In the records, starting at the line with "Your objective: find every necktie" and running through the end, replace "necktie knot" with "tie knot". Write out only those lines, with everything else left as it is.

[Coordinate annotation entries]
......
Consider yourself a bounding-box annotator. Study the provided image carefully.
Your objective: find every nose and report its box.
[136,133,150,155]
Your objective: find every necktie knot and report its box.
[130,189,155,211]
......
● Result:
Your objective: find every tie knot and report its box.
[130,189,155,211]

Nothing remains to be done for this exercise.